(Object location annotation data)

|---|

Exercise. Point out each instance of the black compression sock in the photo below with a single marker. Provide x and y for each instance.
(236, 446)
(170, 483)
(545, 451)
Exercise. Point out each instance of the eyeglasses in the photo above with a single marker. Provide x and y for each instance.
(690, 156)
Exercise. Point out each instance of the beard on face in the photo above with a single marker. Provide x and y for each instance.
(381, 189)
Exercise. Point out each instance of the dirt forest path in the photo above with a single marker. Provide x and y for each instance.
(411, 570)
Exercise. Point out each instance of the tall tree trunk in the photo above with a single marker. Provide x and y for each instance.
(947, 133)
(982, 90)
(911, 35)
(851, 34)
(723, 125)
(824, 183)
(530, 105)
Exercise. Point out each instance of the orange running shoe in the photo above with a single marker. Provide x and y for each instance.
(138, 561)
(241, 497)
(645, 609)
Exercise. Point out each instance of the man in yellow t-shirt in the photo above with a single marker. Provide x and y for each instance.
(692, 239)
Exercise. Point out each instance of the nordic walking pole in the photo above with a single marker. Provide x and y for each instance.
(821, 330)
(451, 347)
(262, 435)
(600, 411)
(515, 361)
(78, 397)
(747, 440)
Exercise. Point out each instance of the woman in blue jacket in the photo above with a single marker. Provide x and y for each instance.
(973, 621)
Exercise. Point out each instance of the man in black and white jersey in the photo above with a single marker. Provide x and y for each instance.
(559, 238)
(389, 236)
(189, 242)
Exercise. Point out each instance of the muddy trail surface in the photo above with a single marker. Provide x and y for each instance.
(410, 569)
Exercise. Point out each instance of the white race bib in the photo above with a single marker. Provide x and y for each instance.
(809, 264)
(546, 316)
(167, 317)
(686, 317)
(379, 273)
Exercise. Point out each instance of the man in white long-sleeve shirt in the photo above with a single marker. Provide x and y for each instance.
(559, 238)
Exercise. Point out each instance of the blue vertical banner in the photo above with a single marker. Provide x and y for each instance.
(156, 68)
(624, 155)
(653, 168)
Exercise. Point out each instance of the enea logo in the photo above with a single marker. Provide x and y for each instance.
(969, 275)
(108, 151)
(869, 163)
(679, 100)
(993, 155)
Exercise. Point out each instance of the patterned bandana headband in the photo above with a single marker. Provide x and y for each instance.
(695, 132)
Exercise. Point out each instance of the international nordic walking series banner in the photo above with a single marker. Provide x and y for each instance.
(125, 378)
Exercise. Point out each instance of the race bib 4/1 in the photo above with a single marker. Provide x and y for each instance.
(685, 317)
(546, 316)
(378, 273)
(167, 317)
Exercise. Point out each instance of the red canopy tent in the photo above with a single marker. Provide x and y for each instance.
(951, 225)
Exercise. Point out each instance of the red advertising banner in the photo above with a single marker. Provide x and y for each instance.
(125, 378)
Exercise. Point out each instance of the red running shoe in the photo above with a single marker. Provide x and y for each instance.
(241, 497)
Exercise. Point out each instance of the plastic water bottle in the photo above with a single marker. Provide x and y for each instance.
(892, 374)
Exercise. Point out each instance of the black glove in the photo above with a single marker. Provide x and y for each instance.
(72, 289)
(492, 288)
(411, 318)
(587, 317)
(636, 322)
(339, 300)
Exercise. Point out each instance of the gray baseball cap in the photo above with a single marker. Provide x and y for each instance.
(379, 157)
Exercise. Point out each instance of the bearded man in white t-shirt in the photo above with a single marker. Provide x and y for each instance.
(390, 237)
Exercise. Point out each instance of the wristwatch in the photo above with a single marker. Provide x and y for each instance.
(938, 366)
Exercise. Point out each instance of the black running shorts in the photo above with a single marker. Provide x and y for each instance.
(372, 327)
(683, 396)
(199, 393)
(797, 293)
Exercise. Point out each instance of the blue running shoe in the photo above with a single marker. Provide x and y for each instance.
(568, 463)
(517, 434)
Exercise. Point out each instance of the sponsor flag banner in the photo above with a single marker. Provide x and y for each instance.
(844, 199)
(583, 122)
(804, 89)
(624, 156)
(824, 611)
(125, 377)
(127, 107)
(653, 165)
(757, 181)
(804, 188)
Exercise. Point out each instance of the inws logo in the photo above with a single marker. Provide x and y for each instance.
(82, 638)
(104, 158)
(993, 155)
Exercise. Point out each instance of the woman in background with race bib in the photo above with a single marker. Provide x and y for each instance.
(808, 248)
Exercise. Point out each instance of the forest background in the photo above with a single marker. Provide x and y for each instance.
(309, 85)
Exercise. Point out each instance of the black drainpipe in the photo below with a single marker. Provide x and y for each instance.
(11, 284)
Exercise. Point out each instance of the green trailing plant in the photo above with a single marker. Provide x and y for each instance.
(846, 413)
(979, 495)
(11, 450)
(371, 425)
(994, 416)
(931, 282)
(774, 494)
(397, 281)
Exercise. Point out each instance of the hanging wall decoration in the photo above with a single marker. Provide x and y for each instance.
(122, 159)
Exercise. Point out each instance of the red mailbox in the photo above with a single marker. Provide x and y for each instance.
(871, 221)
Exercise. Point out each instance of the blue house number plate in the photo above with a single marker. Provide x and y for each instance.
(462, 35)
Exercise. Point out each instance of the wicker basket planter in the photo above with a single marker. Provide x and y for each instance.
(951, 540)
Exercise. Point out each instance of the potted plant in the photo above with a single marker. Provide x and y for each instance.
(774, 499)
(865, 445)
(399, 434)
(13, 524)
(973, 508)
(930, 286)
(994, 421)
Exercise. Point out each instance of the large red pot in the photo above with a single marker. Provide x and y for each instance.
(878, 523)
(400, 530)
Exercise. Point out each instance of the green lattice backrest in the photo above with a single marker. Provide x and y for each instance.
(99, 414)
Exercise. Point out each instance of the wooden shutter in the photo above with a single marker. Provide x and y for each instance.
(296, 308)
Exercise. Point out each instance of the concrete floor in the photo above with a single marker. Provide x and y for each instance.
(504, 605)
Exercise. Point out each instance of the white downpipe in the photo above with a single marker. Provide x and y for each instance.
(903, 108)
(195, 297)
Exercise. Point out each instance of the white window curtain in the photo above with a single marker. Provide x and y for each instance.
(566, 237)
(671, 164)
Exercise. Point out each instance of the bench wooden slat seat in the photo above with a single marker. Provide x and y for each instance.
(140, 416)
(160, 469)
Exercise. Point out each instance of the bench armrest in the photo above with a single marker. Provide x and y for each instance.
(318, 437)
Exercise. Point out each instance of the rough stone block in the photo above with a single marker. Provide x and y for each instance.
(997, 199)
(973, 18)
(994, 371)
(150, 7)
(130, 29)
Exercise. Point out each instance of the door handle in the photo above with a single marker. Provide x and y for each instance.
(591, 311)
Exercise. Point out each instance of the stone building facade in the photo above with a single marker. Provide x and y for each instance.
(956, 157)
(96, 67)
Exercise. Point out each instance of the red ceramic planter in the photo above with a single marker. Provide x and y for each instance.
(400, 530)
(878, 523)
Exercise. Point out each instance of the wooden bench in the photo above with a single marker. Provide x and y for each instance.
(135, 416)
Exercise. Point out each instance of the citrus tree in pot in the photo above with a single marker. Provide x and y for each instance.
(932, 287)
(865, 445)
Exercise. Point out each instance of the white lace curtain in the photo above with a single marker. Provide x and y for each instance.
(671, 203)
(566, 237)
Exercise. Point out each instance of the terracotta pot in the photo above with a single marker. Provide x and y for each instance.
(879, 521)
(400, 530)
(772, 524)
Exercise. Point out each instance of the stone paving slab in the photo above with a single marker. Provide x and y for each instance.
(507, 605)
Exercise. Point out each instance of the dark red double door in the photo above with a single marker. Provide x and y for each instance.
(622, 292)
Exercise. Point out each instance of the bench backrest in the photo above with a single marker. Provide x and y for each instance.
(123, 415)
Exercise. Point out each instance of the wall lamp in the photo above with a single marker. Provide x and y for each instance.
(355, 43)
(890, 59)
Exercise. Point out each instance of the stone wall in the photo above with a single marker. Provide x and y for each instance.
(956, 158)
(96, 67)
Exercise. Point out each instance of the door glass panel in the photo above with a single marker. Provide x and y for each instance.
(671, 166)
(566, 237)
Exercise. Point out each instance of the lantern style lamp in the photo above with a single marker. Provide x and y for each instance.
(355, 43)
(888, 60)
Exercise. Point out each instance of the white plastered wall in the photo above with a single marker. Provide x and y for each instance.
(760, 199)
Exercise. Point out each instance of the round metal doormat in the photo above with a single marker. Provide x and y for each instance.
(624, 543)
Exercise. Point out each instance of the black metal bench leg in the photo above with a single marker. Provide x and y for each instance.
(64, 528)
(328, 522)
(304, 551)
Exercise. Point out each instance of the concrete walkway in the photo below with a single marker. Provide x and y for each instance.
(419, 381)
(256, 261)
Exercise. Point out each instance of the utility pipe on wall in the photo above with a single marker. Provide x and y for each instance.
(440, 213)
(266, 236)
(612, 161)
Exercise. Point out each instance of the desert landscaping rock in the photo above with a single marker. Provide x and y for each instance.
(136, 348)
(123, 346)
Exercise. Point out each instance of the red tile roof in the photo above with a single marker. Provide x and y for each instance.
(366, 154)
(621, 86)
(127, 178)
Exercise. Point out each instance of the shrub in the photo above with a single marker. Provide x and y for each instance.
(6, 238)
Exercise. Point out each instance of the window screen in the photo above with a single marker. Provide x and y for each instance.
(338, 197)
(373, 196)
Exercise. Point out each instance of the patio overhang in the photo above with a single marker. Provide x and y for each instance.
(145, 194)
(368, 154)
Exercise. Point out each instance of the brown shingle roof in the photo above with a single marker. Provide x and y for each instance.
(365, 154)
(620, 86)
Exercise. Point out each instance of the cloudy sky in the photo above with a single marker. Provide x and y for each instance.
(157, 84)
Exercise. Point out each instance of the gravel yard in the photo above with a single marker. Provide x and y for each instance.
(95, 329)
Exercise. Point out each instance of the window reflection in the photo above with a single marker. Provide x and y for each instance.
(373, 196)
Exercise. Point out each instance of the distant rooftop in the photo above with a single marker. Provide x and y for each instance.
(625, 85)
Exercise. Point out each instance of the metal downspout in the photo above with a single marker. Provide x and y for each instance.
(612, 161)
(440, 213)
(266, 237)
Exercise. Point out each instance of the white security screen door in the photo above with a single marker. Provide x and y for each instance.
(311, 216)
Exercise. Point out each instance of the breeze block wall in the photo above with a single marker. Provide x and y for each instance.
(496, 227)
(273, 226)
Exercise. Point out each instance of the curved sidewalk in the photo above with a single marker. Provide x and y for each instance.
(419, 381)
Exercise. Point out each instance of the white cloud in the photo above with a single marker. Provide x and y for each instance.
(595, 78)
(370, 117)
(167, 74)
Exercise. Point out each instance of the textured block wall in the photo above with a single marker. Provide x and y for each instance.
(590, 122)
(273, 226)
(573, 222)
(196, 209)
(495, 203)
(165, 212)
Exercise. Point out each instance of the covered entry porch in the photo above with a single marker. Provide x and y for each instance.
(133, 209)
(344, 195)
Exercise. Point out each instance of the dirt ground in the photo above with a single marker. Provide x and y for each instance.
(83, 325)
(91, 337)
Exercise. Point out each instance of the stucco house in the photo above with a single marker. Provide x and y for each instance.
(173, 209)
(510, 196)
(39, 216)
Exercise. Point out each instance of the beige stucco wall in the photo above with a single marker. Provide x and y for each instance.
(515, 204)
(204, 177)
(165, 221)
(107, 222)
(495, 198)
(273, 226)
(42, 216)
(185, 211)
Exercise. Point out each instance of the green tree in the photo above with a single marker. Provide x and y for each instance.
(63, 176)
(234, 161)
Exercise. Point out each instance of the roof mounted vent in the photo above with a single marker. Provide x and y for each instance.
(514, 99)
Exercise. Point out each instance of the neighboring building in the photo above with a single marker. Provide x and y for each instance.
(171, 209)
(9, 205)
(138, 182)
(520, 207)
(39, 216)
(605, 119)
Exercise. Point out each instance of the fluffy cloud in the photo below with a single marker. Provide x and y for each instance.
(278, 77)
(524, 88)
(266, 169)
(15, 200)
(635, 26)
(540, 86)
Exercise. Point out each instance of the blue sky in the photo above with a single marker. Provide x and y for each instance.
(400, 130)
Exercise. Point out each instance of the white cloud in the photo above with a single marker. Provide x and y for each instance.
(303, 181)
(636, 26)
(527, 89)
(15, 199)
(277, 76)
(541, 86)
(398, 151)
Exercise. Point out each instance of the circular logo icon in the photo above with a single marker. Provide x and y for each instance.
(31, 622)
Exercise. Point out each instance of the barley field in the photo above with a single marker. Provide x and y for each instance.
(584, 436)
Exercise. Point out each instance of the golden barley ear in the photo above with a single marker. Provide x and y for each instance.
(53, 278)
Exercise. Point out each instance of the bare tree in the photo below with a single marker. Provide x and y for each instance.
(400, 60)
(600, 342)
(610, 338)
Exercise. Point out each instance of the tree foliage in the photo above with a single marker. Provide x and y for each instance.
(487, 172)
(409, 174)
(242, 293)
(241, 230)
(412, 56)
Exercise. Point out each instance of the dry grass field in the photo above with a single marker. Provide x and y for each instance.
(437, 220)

|---|

* **Task requirements**: Could you write out, word for word, the lines of the listing from the one containing "Exercise. Point out each instance of the dry" through the end of the listing?

* **Worked solution**:
Exercise. Point out each instance of the dry grass field in the photo above with a single marker. Provide x and y for each instance.
(437, 220)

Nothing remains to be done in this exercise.